Tasks and exercises:
A. In the thread on valuing AVS payments, around what yield do long-term bonds issued by the Confederation seem to hover?
B. Using the thread on valuing AVS payments, explain why one participant considers estimating the present value of future first-pillar payments a futile task.
C. Continue the thread on valuing AVS payments from the point where it stops.

Extract:

The rate of return is what really influences the present value. Say I expect a 7% return after inflation for 40 years and suddenly my 300k are only worth 20k at present value.
Well, that’s what you do to estimate the future value of a portfolio, but the present value of future money is discounted using the risk-free rate, otherwise it doesn’t make sense at all. In Switzerland, you can safely assume it to be zero for CHF.
If you want to expand on that, your comment goes along the CoastFIRE idea.
So how would you value a future AVS payment of 1k depending on current age?
(What is the risk free rate? 0% and 1% of inflation?)
Extract from chatgpt taking into account a monthly AVS of CHF 2500 for 20 years (life expectancy once retired)
It’s not optimal because of volume issues (not much of it on longer term bonds from the Confederacy, apparently) but using SIX’ bonds explorer (Bond Explorer | SIX), the longer term yield on bonds issued by the confederacy seems to hover around 0.56% (for 30+ years but, really, it doesn’t change that much until we get closer to 10 years).
I have yet to dig more deeply on how I want to cook my own AHV/IV valuation stew so will have to do that before participating more meaningfully.
I feel I should expand on my previous expression of an opinion that you should not value AHV/AVS.
I don’t like to brag, but I regularly apply various mathematical models to real life phenomena, push results through academic peer review process to get them published and peer review scientific publication myself.
After decades on applying mathematical models to describe real things, even my intuition, which is just an internalized experience, tells me that evaluating a present value of future 1st pillar payments is a futile task. You can make assumptions, and the math will provide you a result, but this result won’t be meaningful. It’s not only that you have to make too many assumptions, but I also expect that the result won’t be robust, i.e. it will change significantly when you change your input data just slightly.

Data to examine:
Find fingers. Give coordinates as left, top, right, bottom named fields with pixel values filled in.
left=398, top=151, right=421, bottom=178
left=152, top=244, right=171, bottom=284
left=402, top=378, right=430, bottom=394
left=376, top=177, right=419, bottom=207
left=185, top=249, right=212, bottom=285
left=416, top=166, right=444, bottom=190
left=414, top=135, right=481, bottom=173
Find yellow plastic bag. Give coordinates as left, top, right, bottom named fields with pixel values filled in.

Outputs for the tasks:
A. Around 0.56%.

B. Such an estimate requires too many assumptions, and the result would not be robust: it would change significantly when the input data changed only slightly. The math would produce a number, but that number would not be meaningful.

C.
Let’s start with the input data:
- You don’t know how much you will receive from the 1st pillar per year once retired. I am not talking about inflation-adjustment. This amount depends on how long you will be working and how much you are going to earn.
- You don’t know when you start receiving it.
- And you definitely don’t know when you stop receiving it, i.e., die
.
And now let’s discuss some mathematical aspects. To get the present value, you extrapolate this unknown amount into future using exponential function. Barring some (even more) exotic mathematical functions, only gamma function grows faster than exponential function. Any power function grows slower than exponential function. The result of exponential function changes A LOT when you change its argument just slightly.
What you are trying to do with these present value calculations is to calculate back the amount of money today that, when left compounded exponentially for a not exactly known time with a not exactly known rate would produce a not exactly known amount of money for not exactly known amount of years. On top of this, the result of compounding itself (let’s call it compounding factor, basically exponent of compounding rate multiplied by compounding time) is hugely dependent on parameters that you put into it. Taking all this into account, I conclude that the result is meaningless.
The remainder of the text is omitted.